▶ **Goal 1**
In the pastor's letters, which planets lined up with the waxing moon in the western sky?
▶ **Goal 2**
Pick up the pastor's letters after the final sentence shown and keep writing.

▶ **Document text**
::::::

March 30th, 2023

GREETINGS TO THE LIGHT SHINING PEOPLE OF CHRIST THE KING,

 

This past week, on Tuesday and Wednesday 5 planets lined up in the western sky and could be seen shortly after sunset if the sky was clear.  A waxing moon with Mercury, Jupiter, Venus, Uranus and Mars lined up.  I missed it as I was preparing for a different kind of alignment as Lent is coming to a close and Holy Week is on the horizon.

 

I often wonder what God is up to but not when it comes to Holy Week starting this Sunday with Palm Sunday.  The “planets” are aligned with these Holy Days that mark God’s actions and God’s humility coming to us as one of us and giving his life for us.  God shows us the way to live our lives through servanthood that we participate in on Maundy Thursday, with the command to love like Jesus loved.  You may have your feet or hands washed and anointed to commit yourself to loving servanthood.

 

Good Friday we hear the Passion, the story of Jesus’ arrest, trial, suffering and death from Matthew’s gospel and we spend more time in prayer and we focus our attention on the cross and pay homage by lighting a candle at the foot of the roughhewn cross as we give thanks to Jesus and the cross on which he gave his life.  It is clear what God is up to as the bridges between us are built upon the cross and through Jesus’ witness.

 

All through Lent during our mid-week Holden Evening Prayer we have been focused on the lesser known and often omitted vigil readings which tended to be more poetry from our prophets.  Now on Holy Saturday, our Easter Vigil will give us the familiar stories of creation, flood, exodus, Jonah, and the 3 men in the fiery furnace that help us to sit in this time between Jesus’ death and his resurrection.  Along with these familiar stories we renew ourselves in our baptism and celebrate Holy Communion as we look into the empty tomb and begin again to wonder what God is up to now.

 

On Easter Sunday and for the next 50 days we celebrate in full force and power of the resurrection and look for signs of Jesus’ new life on the lose in our own lives.  This is our story.  This is our God who comes to us and shows us how to live and die and live again.  We start on Palm Sunday, shouting, HOSANNA – SAVE US and God does just that in a way we can truly understand and fully celebrate on the Resurrection of our Lord.  It is such good news! Let’s jump right in to tell God’s great story of love for us as we align ourselves with these Holy Days.

 

Bold Inquisitive Belief Loving Expansively,

 

Pastor Connie Spitzack

March 18th, 2023

GREETINGS TO THE LIGHT SHINING PEOPLE OF CHRIST THE KING,

 

I wonder what God is up.  People who love Jesus want to help others see Jesus, meet Jesus and experience Jesus’ love and hope for the world.  I wonder what God is up to as I watch the free video series, “The Chosen” and stumble across the Asbury Spiritual Awaking. And listen to “He Gets Us” commercials.  And now the movie, Jesus Revolution.  I am a pastor; how can I not be curious about Jesus in the public sphere.

::::::

▶ **Raw records**
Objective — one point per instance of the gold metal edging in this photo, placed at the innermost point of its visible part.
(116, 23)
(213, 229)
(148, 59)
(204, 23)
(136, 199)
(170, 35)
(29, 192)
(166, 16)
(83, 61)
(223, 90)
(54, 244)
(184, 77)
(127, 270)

::::::

▶ **Expected answer 1**
Mercury, Jupiter, Venus, Uranus and Mars.

▶ **Expected answer 2**
Jesus Revolution is a movie of gentle broad-brush strokes of a movement that began in southern California and culminated in 1972 tracing the rise of Calvary Chapel,  the leaders, Hippie Lonny Frisbee and Pastor Chuck Smith and the relationship of Greg Lowery and Cathe Martin, the founders of Harvest Christian Fellowship, Riverside, CA.

 

I wonder what God is up to.  I watched the movie with curiosity.  As I studied John 9, the healing of the blind man within the faith community, scenes from the movie flashed back.  I shared with the staff my experience.

 

Living in a faith community is difficult when God keeps creating new things and stirs us, who are comfortable out of our complacency and wets our appetite to desire the same things that God desires.  Jesus spits on the ground and places this spit infused mud on the eyes of the blind man and there is a new creation and the community struggles to figure out what God is up to. 

 

Last Sunday, in my sermon, I asked for your help to join me in conversation to think about what we need from our neighbors.  Maybe it is as simple as we just want to get to know you, neighbor. Let’s keep talking and praying with good listening ears and clumsy conversation.

 

When Jesus visited the Samaritan Village, he entered an environment of a long stoked  religious history where Jews and Samaritans do not share things in common and go to great lengths to avoid one another.  This history was shattered by a simple need, a request for water and conversation flowed. Not an easy conversation but a necessary conversation that could not be contained and had to be shared.  A woman who avoided her community just had to go to that same community and share this amazing conversation with those she felt outcast from.  And Jesus got to know his neighbors and was welcomed into their community.

 

At the end of the movie, the Time magazine reporter, Josiah admits to Greg Laurie that he was reluctant to cover the assignment as he usually covered war and protest but admits that there is something here that is bringing people together when so many other things are tearing people apart.  I wonder what God is up to. 

 

Will you keep wondering with me and share with me what you think God is up to with us, this community of faith at the cross roads of Melrose and Mormon Trek.  What happens when our European faith background birthed of Martin Luther and the Protestant Reformation meets the American Evangelical Revolution?  What cup of cold water can we share and what conversations can flow from us.  I wonder what God is up to.

 

Bold Inquisitive Belief Loving Expansively,

 

Pastor Connie Spitzack

March 3rd, 2023

GREETINGS TO THE LIGHT SHINING PEOPLE OF CHRIST THE KING,

 

Eric Vigil is our Maple Syrup Man as he has tapped into the two maple trees in King Park and invited me and the Sunday School students he teaches on an adventure they won’t forget and will love to talk about.  God provides another picture of my Epiphany word, KEFI, Greek for “the spirit of joy”.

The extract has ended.